Reproduce every row below word for word, leaving out the pictures.

--- SUPPLIED RECORDS ---

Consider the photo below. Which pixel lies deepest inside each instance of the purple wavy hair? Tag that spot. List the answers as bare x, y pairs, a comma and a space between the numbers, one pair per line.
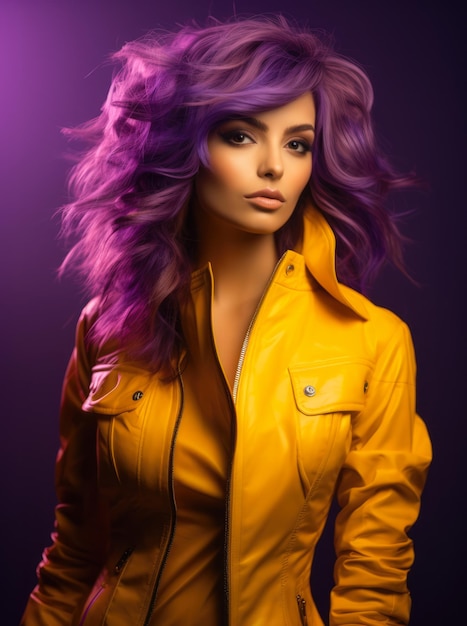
132, 186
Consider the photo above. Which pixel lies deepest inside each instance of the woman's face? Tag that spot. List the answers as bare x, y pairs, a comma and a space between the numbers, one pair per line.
258, 168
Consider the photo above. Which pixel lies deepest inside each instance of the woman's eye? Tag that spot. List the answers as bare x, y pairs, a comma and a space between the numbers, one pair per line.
299, 146
236, 137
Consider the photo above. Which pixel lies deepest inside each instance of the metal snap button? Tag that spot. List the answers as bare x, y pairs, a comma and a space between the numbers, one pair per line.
309, 391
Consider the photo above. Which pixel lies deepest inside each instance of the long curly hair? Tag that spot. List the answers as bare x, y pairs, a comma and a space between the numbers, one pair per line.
132, 185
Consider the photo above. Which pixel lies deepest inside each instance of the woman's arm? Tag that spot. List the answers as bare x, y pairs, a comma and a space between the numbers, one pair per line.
69, 567
379, 494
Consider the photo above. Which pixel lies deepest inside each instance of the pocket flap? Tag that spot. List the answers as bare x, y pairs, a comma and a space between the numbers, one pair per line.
330, 386
114, 390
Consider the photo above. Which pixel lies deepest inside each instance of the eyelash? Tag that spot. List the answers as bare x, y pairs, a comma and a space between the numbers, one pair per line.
230, 136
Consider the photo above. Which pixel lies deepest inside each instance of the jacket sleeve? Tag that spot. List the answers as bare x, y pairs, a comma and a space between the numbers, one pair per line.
379, 493
71, 564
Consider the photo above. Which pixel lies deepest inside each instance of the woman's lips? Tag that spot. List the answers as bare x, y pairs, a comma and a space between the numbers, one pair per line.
266, 199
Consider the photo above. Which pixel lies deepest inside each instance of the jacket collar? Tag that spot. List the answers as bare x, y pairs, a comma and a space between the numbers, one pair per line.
319, 250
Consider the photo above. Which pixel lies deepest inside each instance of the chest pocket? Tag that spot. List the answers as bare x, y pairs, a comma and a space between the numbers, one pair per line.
326, 395
118, 396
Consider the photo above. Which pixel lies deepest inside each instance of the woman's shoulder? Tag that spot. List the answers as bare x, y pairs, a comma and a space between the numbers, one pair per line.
383, 320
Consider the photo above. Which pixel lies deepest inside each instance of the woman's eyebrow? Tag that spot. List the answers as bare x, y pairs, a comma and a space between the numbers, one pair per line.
256, 123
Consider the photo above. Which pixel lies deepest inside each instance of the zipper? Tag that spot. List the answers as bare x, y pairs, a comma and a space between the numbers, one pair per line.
301, 602
122, 560
232, 398
248, 332
152, 602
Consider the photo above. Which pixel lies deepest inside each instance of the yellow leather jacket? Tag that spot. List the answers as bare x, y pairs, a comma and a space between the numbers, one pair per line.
323, 404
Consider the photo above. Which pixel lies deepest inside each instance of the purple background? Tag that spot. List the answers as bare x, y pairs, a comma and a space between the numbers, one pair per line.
53, 74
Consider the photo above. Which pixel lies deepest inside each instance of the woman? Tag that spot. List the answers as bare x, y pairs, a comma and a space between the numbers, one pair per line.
226, 383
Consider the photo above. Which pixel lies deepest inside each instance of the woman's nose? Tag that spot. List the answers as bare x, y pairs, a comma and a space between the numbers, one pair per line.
271, 164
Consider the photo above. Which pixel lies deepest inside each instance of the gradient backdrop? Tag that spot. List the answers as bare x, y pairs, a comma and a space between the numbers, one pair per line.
53, 74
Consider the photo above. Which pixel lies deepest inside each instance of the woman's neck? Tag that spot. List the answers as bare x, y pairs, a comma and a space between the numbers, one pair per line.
241, 262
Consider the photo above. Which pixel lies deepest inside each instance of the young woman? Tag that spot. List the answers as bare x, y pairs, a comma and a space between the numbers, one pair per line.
229, 378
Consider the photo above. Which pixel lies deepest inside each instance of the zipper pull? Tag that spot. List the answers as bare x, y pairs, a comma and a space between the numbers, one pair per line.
302, 609
122, 560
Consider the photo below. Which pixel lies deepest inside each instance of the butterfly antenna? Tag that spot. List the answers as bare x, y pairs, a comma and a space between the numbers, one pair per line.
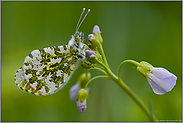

---

RESPONSE TO THIS EXERCISE:
Consider the photo below. Which pixel lies deepest inside each instance of the purple wavy hair? Tag that spot. List the answers as bare x, y pairs, a comma and a space between the numbers, one pair per line.
132, 186
Consider the photo above. Which pixel lies deepest inside each instance of the woman's face? Tag that spot. List the answers as bare x, y pairs, a comma and a space between the numbers, one pair per line.
258, 168
Consider the photo above. Which pixel lies deepest inside each instance of the woman's eye? Tag that spot. List the answers as bare x, y pairs, a comma and a space between the numbers, one pair per line.
299, 146
236, 137
Consider the photo above. Which pixel lies deepest inside each instance of the metal snap button? Tag that spot. List the answers as bare x, y pairs, a comma and a space between the numbers, one pair per line.
309, 391
Consider the photo above. Which pixel lies deepest inside each instance of the long curly hair? Tag that spot. List the answers as bare x, y pairs, a comma and a space between the numbers, one pair per line.
132, 185
Consider the photo above. Which pixel lies deepest inside each instance of the woman's arm? Tag that spot. List the answers as bare x, y pairs, a comma and a space between the numbers, one pair per line.
69, 567
379, 494
Consider the photo above. Which pixel lies deepest inside each instance of the pocket flap? Tag that spot. List the answers as bare x, y pairs, a comma and a space between the numbers, one pair per line.
330, 386
114, 390
Consider the photo above. Which pixel lies deepest inside each instance of the eyelash? Tag that spot. List the answers as bare x, y pairs, a comma and a space between the numbers, one pair per line.
230, 136
Consider the photo above. Which pixel lies deepest inside each instance of the jacket sleeve? Tag that spot. List the answers as bare x, y pairs, a comma and a space between the numbers, one pair per line.
379, 493
71, 564
Consider the photo above. Which pixel lies deepest inside each instance of the woman's lips? Tag that spot. List the answers as bare x, y pairs, a comma and a space between the numbers, one pair per line.
266, 199
Consider the photo above. Which pixel lies deepest inside each instance of the jacket collar? Tag that spot. List the answers as bare x, y pairs, a comma and a space between the numbers, one pair per line.
319, 250
Consider the photo above. Which pixel lies deepest inside each instance of the chest pocket? Tag that spot. List the answers as bare x, y pairs, a comma and a space between the numbers, one pair per line.
326, 395
118, 396
Consider the photo above. Which pixel lies deepest inside each instance of the woman's shoulder? Tag that spot. List the answers as bare x, y pairs, a comma and a space between the numbers, one pair per line.
383, 320
Consider the photo above. Which pixel lies deepest inside each instance of the woman's eyebrow? Tag that spot. List the answers as bare x, y pairs, a comma and a space between the numbers, one pair per line.
256, 123
Consider the photo above. Which pixel lies deepest inside each instance of the zipper? Tag that spot. List the answers as bare x, y pairs, a comma and a space between the numbers, one pair per line.
301, 602
122, 560
232, 398
248, 332
152, 602
Consider the photo above. Which pixel lies deepest inside each instance of the yellow leather jacket? Tag that spot. List the answers as bare x, y pairs, a comma and a space between the numbers, one pair per line.
323, 404
Consider the photo above. Which pixel lies deepest inside each instance of the purple background? Tag that spot. List the answers as bare x, y pairs, a comma and a space between the numbers, one pair per line.
53, 74
Consider the photo above. Which pixel lies deepest inside each instance of the woman? Tag that spot. List the answers as bare x, y pairs, a comma and a space between the numbers, one pair per line.
226, 383
Consider the photo above. Which pixel lies deepest inside each instance of the woman's nose? Tag that spot. List the answers as bare x, y pairs, a comma and a space between the numbers, one pair per line.
271, 164
Consider the photo above. Which pixel lies deepest inside each instance of the gradient backdrop? Tag that spot. List the answers as bare x, y pairs, a comma and a space between the numbers, one pair per line.
53, 74
Consider the photo above. Which pixel lies deepest inside each instance of the woman's neck? Tag that spot. List the answers as bare x, y pairs, a comma and a space between the numbers, one pair per line.
241, 262
Consider the photo above. Which pixel lies deepest inside each instance of the young woman? Tag that spot. List the answers as bare x, y pairs, a comma and a space between the numbers, one pair per line.
229, 378
Consider the photo above. Which pixel lies deepest inside each instance of the zipper pull? Tag that spot. List the answers as bare x, y pairs, a comma and a space between the numbers, one pair per line.
302, 609
122, 560
Consider the photo below. Which pixel lies deepest inside each instance of the butterfly antenna? Tag that spot. List the answers as bare x, y pairs, a comma and a space between the numbers, one pair per line.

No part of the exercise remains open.